begin

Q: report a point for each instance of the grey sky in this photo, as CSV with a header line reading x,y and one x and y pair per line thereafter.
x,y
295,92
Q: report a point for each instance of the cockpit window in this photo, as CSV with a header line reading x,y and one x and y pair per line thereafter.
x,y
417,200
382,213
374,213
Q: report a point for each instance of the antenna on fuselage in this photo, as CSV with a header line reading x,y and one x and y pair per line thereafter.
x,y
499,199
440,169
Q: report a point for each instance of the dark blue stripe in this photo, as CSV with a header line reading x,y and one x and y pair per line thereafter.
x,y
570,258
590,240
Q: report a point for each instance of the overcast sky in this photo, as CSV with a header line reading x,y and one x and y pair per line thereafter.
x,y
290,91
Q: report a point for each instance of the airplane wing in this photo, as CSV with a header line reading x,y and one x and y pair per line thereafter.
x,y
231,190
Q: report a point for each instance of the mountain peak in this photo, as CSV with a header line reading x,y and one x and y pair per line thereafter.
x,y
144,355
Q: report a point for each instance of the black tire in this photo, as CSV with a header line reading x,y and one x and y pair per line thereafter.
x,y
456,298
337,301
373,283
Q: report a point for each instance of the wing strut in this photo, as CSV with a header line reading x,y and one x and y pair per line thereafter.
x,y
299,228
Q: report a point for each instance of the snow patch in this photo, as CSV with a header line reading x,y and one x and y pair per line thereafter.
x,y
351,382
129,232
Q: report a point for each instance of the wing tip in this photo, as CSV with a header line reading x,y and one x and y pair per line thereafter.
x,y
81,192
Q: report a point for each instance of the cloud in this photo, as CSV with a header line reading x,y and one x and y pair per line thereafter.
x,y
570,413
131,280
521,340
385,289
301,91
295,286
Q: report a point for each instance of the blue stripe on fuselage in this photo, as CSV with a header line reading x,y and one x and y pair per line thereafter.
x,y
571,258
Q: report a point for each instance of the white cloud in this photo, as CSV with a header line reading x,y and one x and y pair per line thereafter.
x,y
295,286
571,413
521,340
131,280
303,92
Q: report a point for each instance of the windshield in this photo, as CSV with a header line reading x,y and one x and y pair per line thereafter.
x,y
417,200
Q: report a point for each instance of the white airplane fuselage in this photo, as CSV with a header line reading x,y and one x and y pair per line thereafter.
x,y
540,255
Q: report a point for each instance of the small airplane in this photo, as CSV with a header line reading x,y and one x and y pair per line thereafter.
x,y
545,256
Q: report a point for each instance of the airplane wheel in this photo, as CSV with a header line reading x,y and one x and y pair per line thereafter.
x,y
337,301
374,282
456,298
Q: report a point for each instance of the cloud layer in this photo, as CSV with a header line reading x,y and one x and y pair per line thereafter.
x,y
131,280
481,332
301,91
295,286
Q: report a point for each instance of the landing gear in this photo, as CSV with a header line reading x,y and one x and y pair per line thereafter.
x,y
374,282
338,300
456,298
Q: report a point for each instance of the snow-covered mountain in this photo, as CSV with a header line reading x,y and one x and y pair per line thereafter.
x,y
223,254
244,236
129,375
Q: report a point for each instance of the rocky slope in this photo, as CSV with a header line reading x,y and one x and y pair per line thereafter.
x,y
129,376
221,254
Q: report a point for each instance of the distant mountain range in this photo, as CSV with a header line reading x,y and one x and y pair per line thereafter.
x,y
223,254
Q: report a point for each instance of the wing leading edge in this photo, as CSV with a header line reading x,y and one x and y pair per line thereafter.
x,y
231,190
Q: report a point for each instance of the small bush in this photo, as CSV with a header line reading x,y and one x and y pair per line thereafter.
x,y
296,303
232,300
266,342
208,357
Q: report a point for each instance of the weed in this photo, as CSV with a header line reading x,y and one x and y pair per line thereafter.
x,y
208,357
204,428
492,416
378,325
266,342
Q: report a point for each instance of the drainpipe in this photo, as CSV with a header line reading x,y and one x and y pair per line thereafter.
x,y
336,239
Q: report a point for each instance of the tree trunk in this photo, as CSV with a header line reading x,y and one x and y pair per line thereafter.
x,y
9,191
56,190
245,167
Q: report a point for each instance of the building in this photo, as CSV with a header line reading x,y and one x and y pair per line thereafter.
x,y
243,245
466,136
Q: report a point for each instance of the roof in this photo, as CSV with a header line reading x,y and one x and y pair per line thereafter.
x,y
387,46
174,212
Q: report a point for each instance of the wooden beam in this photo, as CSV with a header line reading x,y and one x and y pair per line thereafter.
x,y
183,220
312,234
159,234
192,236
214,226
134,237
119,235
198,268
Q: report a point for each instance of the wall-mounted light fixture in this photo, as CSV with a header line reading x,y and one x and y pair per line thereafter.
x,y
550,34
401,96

end

PROBLEM ▸
Please print every row above a second time, word for word and in the same order.

FINISHED EXERCISE ▸
Q: report a point for each instance of the grey sky in this photo, as CSV with a header line reading x,y and one x and y pair per line thereafter.
x,y
295,92
Q: report a point for each instance of the cockpit window in this photo, as CSV with a header line reading x,y and one x and y pair per line thereafter.
x,y
417,200
382,213
374,213
Q: report a point for each instance of the antenna on fuselage in this photo, as CSV with a header line reading x,y and one x and y pair per line thereafter.
x,y
499,199
440,169
Q: report a point for each instance of the dark blue stripe in this photo, as CSV with a header line reading x,y and one x and y pair per line thereafter.
x,y
570,258
590,240
Q: report a point for each instance of the overcast sky in this photo, as CSV with a header line reading x,y and one x and y pair per line thereafter.
x,y
290,91
Q: report a point for each instance of the airplane wing in this photo, as CSV with a header line reading x,y and one x and y pair per line thereafter.
x,y
231,190
Q: report a point for each instance of the mountain peak in this photo, as CSV with a header line reading x,y and one x and y pair per line thereafter.
x,y
144,355
Q: report a point for each instance of the black tire in this photo, as CSV with a header line reading x,y and one x and y pair per line thereafter.
x,y
456,298
337,301
373,283
Q: report a point for each instance of the wing strut in this photo, as CSV with a header line reading x,y and one x and y pair per line thereafter.
x,y
299,228
Q: report a point for each instance of the snow patch in this photo, as CSV with a header line reading x,y and one x and y pair per line thereafter.
x,y
351,382
129,232
Q: report a point for each instance of the wing tip in this photo, as CSV with a header line reading x,y and one x and y pair per line thereafter.
x,y
81,192
Q: report a point for each instance of the cloud in this photo, as CSV with a header line reading x,y and one x and y pair per line thereafter.
x,y
570,413
131,280
521,340
385,289
301,91
295,286
Q: report a point for each instance of the blue stripe on fuselage in this photo, as CSV with a header line reading x,y and one x and y pair per line thereafter.
x,y
571,258
Q: report a point for each instance of the white cloud in this photo, as CSV with a header line reading x,y and one x and y pair per line thereafter.
x,y
295,286
571,413
521,340
131,280
303,92
Q: report a point for each instance of the windshield in this photo, as CSV with a header line reading x,y and one x and y pair per line thereafter.
x,y
417,200
Q: report a point for each instance of the white airplane fuselage in this photo, as CSV with a header line reading x,y and one x and y pair per line thereafter.
x,y
540,255
Q: report a point for each instance of the small airplane in this photo, as CSV with a header line reading x,y and one x and y pair per line thereafter.
x,y
545,256
Q: report a point for each instance of the airplane wheel in this photo, as CSV with a header line reading x,y and one x and y pair per line thereafter.
x,y
337,301
374,282
456,298
Q: report a point for each instance of the cloud layer in this photo, as CSV with a header line reading x,y and one x and y pair per line thereafter.
x,y
131,280
481,332
301,91
295,286
Q: report a point for each instance of the landing gear in this photo, as CSV with a header line reading x,y and one x and y pair per line thereafter.
x,y
374,282
338,300
456,298
Q: report a point for each instance of the snow-covered mountain in this photo, as CSV with a header line reading x,y and one x and y pair per line thereafter.
x,y
223,254
244,236
129,375
Q: report a point for each instance of the rocky slope in this photo, as CSV with a header line reading x,y and one x and y pair per line thereafter.
x,y
129,376
221,254
Q: report a point for each instance of the distant mountain range in this photo, as CSV with a header line reading x,y and one x and y pair per line thereafter.
x,y
223,254
Q: report a point for each instance of the wing leading edge in this photo, as CSV with a header line reading x,y and one x and y pair per line thereafter.
x,y
231,190
Q: report a point for each instance of the small bush in this photo, as CSV with a header line reading x,y and one x and y pair per line thereafter.
x,y
296,303
232,300
266,342
208,357
Q: report a point for each instance of the weed in this photo, as CSV with a header line reading x,y and one x and y pair per line thereafter.
x,y
208,357
204,428
492,416
378,325
266,342
Q: report a point for each instance of the drainpipe in this photo, as CSV with a header line reading x,y and one x and y pair per line thereafter.
x,y
336,239
Q: report a point for each instance of the tree trunk in this photo, as CSV with a header line reading x,y and one x and y pair per line thereafter.
x,y
9,191
56,190
245,167
Q: report a point for each instance of the building in this photo, as CSV with a header line reading x,y and one x and y pair per line thereafter.
x,y
243,245
466,136
Q: report a point for each instance of the roof in this photo, as CSV with a header line reading x,y and one x and y pair per line thereafter.
x,y
387,46
174,212
Q: report a point for each instance of the wooden beam in this photo, as CSV with a header line reading x,y and one x and y pair per line thereafter.
x,y
183,220
312,234
159,234
192,236
214,226
134,237
119,235
198,268
Q: report a point for each instance of the wall-mounted light fixture in this photo, as CSV with a header line reading x,y and one x and y pair per line thereafter.
x,y
550,34
401,96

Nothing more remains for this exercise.